Source records:
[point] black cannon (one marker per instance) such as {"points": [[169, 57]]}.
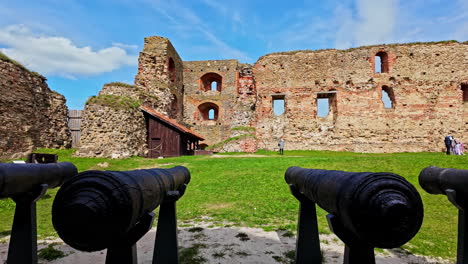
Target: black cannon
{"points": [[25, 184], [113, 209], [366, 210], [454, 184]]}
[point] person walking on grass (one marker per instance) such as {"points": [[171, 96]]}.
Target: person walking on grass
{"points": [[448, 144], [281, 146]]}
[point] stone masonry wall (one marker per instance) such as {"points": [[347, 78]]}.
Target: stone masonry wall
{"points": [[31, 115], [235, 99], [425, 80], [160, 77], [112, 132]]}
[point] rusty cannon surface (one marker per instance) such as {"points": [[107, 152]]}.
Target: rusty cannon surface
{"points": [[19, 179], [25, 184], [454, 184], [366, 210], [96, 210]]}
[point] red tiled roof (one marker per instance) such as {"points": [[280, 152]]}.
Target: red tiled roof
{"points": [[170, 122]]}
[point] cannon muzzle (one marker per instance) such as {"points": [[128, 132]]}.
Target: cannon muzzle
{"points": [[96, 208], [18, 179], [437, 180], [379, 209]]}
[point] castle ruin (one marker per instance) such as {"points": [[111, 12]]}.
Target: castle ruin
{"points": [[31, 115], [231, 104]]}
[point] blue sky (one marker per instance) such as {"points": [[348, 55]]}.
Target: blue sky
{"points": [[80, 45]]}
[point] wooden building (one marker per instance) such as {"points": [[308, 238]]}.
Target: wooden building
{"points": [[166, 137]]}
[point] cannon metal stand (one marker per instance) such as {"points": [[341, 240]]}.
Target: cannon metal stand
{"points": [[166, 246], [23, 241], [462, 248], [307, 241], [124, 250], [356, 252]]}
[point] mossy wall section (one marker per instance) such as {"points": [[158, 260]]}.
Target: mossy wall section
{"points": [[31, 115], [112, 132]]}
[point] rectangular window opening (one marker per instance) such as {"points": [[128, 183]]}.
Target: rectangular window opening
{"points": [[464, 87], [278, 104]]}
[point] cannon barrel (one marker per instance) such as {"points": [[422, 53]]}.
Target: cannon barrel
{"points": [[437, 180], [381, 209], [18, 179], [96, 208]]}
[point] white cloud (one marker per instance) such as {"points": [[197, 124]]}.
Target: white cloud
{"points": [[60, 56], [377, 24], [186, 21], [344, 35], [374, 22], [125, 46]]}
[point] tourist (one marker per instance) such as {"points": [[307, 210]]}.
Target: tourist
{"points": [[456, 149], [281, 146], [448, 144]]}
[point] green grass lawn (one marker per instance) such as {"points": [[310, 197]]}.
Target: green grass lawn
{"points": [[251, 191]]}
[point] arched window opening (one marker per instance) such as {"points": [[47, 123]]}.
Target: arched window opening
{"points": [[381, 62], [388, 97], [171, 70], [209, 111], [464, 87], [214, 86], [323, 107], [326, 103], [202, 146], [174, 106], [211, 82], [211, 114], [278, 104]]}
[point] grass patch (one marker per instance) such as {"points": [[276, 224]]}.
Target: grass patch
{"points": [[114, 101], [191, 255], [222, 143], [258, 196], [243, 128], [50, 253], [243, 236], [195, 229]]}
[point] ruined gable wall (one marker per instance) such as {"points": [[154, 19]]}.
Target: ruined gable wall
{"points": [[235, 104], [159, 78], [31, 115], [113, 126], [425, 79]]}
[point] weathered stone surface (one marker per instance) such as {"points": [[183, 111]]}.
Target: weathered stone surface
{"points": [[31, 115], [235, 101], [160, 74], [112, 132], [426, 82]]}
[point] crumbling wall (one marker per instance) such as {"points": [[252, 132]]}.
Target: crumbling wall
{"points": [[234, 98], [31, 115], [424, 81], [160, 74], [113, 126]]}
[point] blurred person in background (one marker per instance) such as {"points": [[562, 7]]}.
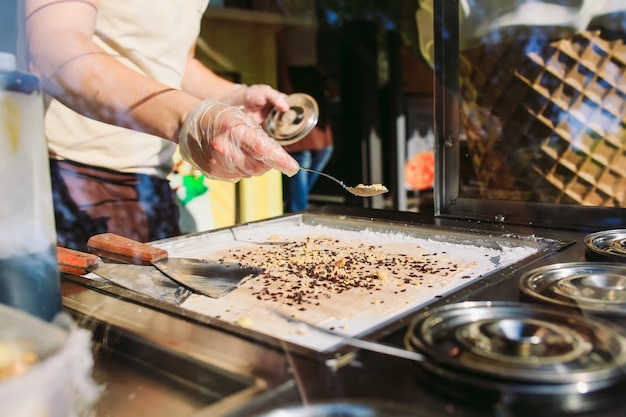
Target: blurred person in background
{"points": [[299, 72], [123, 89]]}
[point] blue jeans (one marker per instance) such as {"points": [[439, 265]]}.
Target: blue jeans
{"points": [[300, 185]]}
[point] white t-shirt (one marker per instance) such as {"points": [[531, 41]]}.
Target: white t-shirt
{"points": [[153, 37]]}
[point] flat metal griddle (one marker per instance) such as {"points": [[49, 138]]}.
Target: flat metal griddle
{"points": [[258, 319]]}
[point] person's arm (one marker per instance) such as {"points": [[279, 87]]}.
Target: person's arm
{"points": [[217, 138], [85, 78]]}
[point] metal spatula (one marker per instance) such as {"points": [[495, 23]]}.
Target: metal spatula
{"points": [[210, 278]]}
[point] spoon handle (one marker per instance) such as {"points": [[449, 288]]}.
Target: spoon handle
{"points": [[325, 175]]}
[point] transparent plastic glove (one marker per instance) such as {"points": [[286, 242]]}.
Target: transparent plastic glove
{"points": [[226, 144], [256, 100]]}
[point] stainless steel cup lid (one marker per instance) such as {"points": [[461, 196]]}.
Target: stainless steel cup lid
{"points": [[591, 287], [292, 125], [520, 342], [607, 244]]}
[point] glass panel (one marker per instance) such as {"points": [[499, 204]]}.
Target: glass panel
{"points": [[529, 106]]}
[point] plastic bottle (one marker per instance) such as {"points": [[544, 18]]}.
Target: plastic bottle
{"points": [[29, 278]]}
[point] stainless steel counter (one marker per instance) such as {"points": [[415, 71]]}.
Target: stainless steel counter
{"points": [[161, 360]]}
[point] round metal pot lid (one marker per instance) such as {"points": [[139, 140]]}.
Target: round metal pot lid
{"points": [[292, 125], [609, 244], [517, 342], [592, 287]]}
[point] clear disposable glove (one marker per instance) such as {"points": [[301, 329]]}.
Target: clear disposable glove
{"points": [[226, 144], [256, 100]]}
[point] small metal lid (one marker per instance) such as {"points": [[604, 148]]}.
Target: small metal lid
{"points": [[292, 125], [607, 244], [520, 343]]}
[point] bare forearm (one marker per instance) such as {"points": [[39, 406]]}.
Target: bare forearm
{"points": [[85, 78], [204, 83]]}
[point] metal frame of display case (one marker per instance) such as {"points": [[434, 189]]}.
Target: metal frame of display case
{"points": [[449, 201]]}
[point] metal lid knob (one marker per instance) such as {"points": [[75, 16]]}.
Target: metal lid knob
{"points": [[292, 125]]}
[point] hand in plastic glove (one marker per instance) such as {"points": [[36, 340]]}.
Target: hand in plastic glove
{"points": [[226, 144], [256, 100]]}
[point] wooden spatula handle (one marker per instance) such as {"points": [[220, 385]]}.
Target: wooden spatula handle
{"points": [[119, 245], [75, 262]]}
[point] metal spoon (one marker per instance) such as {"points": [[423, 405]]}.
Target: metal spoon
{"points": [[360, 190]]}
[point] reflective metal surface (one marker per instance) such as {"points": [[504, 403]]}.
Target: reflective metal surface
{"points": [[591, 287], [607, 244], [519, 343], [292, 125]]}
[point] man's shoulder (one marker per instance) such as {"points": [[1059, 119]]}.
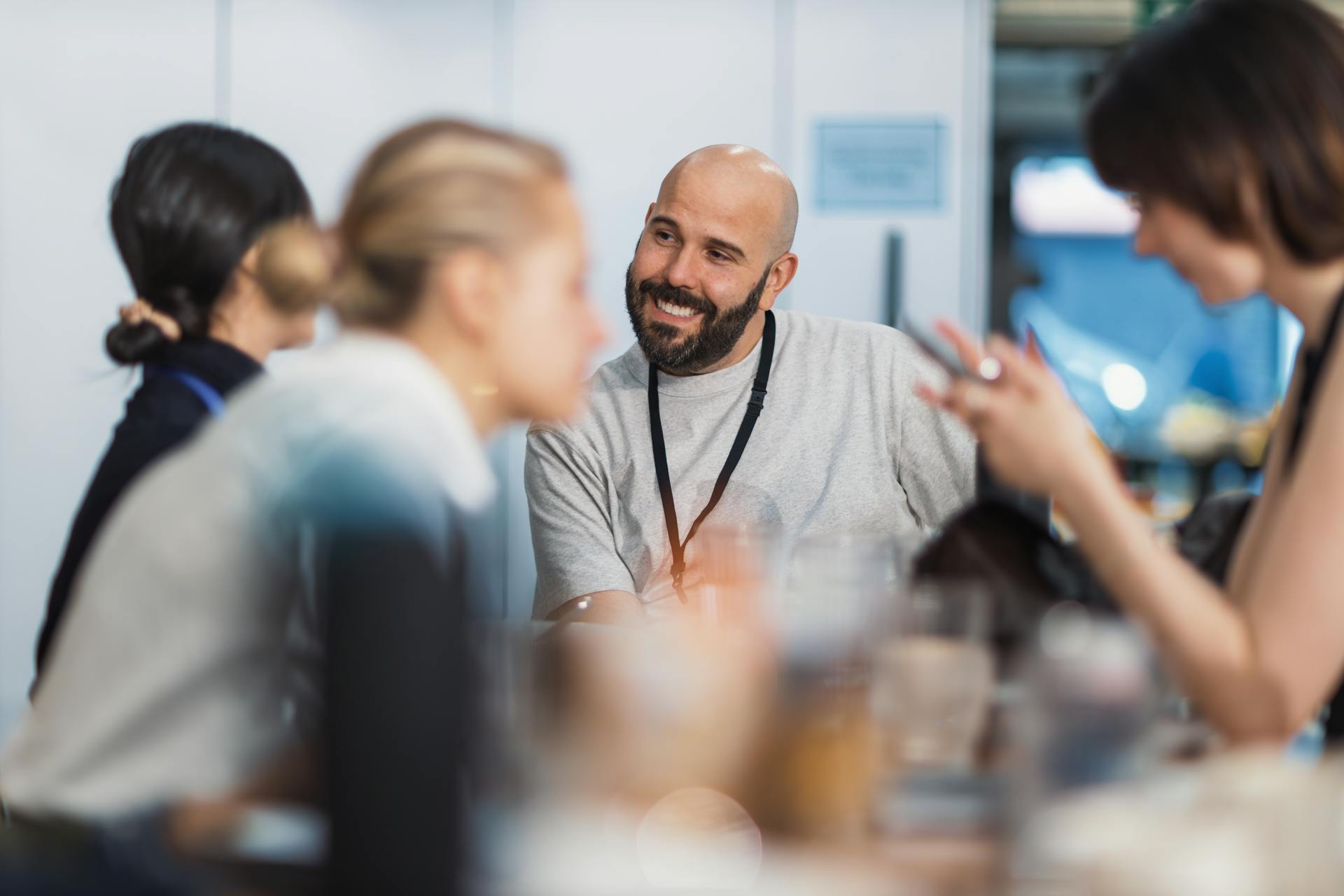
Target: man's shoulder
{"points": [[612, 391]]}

--

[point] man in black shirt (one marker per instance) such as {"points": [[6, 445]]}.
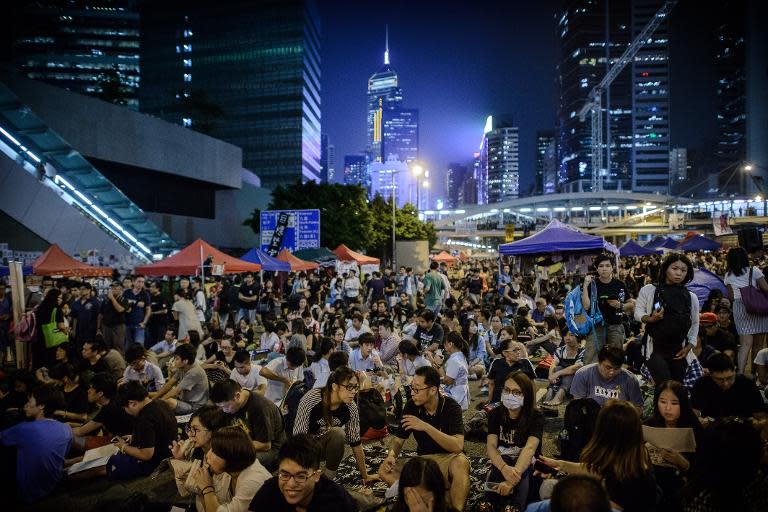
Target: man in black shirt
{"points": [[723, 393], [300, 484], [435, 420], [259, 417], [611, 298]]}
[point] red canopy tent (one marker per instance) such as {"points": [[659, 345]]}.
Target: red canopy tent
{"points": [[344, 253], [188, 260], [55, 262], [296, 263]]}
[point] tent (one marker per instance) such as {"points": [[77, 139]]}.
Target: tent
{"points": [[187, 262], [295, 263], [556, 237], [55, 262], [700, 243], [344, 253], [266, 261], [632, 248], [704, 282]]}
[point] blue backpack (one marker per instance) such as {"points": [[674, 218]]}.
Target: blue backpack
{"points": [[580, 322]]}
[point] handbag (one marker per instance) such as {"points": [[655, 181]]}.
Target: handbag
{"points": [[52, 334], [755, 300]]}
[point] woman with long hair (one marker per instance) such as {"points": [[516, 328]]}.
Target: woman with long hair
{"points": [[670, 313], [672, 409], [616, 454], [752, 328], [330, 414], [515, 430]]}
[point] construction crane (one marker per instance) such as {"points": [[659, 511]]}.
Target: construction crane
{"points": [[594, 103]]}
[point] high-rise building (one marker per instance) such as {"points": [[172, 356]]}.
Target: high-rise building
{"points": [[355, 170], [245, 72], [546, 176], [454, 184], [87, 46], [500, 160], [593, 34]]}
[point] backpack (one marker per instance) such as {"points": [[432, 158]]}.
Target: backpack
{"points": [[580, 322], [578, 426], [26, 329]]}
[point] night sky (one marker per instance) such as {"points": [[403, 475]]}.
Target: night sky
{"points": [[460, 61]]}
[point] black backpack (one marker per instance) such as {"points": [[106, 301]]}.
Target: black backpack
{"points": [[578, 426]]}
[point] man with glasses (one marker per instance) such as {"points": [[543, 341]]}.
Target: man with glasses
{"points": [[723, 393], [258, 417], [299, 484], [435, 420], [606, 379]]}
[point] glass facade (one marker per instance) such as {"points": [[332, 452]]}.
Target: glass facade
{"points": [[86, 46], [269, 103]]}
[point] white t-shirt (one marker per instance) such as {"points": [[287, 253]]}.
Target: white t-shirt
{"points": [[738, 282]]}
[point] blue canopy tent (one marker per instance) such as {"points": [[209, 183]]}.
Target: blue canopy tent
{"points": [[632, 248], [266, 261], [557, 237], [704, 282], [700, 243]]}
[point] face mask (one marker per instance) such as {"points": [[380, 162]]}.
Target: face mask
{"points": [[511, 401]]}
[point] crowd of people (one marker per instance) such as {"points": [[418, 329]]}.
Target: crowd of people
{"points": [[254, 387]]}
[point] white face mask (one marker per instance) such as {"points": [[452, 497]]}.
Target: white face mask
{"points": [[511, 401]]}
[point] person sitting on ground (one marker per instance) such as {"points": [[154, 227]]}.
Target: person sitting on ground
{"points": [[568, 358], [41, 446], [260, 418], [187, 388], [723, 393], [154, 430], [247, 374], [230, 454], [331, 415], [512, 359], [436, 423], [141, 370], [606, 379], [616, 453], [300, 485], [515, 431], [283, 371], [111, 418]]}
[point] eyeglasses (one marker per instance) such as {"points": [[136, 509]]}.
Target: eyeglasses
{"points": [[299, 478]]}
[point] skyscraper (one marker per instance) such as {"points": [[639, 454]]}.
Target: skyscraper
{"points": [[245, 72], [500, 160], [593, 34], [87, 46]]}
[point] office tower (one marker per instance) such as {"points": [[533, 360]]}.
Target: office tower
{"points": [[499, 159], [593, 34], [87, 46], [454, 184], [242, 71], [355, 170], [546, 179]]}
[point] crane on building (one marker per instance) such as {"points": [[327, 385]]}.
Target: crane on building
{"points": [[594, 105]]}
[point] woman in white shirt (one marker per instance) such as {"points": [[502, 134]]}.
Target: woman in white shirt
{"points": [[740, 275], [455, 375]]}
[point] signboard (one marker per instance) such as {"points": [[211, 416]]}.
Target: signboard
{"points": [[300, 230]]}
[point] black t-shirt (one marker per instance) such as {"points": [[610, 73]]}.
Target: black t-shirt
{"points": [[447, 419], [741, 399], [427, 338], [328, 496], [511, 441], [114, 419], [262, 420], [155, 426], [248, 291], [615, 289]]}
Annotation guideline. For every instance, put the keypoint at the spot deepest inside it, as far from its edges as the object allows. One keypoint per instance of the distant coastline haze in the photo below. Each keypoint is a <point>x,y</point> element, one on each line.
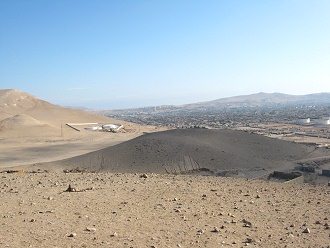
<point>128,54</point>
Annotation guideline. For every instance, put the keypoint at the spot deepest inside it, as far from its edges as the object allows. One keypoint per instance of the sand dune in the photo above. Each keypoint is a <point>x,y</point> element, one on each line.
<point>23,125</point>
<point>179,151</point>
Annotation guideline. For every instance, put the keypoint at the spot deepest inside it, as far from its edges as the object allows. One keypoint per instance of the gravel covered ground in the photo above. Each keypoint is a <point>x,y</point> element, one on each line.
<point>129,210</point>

Work to complete: In the data above, find the line containing "[point] black cannon" and the line containing "[point] castle ruin". Copy exactly the stretch from the first through the second, both included, leaving out any picture.

Expected answer:
[point] black cannon (one marker per instance) such as {"points": [[169, 57]]}.
Target: black cannon
{"points": [[25, 184], [113, 209], [366, 210], [454, 184]]}
[point] person walking on grass (one marker per instance) such as {"points": [[171, 96]]}.
Target: person walking on grass
{"points": [[448, 144], [281, 146]]}
[point] stone masonry wall (one marker per instance) such as {"points": [[347, 78]]}.
Target: stone masonry wall
{"points": [[31, 115], [235, 99], [425, 80], [160, 77], [112, 132]]}
[point] rusty cannon surface (one marker per instance) such as {"points": [[107, 152]]}.
Target: rusty cannon surface
{"points": [[19, 179], [25, 184], [454, 184], [366, 210], [96, 210]]}
[point] red tiled roof (one marker per instance) such as {"points": [[280, 152]]}.
Target: red tiled roof
{"points": [[170, 122]]}
[point] cannon muzzle (one marker per instance) such as {"points": [[128, 132]]}.
Target: cannon muzzle
{"points": [[96, 208], [18, 179], [437, 180], [379, 209]]}
[point] castle ruin (one marker per instance) such as {"points": [[111, 12]]}.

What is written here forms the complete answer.